start RECORDS
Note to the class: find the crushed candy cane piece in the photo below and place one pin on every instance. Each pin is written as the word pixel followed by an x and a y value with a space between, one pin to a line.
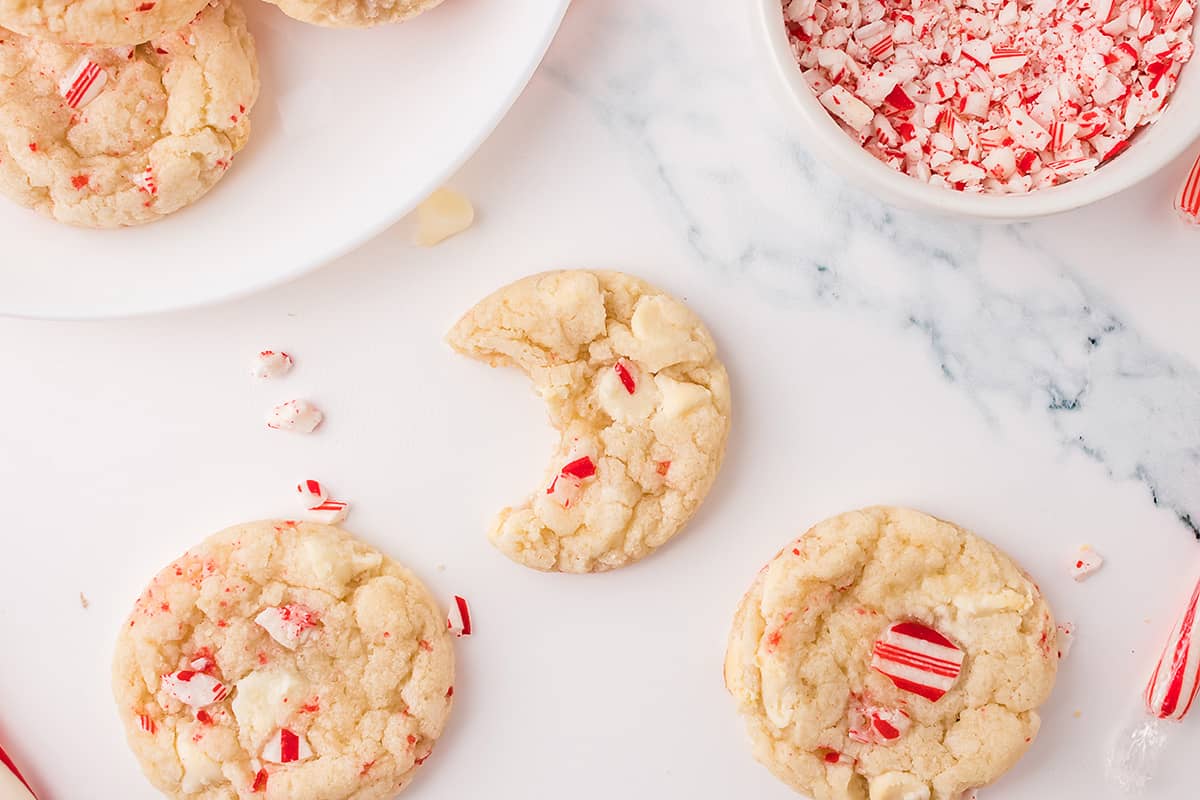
pixel 459 619
pixel 931 88
pixel 1085 564
pixel 1176 680
pixel 1187 202
pixel 195 689
pixel 329 512
pixel 1066 638
pixel 311 493
pixel 270 365
pixel 297 415
pixel 287 624
pixel 918 659
pixel 83 83
pixel 442 215
pixel 285 747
end RECORDS
● EXERCISE INSTRUCTIONS
Return all of the material above word for word, leaving out the pictures.

● EXERCISE RESPONSE
Note to the class: find the crushed candy cane piece in the photo below and place one pin on every instance. Each pin is written as the word pixel followed by an x and a y value with a space between, one pin to a line.
pixel 459 619
pixel 931 88
pixel 1085 564
pixel 1176 680
pixel 1187 202
pixel 195 689
pixel 329 512
pixel 1066 638
pixel 311 493
pixel 270 365
pixel 297 415
pixel 287 624
pixel 918 659
pixel 83 83
pixel 442 215
pixel 285 747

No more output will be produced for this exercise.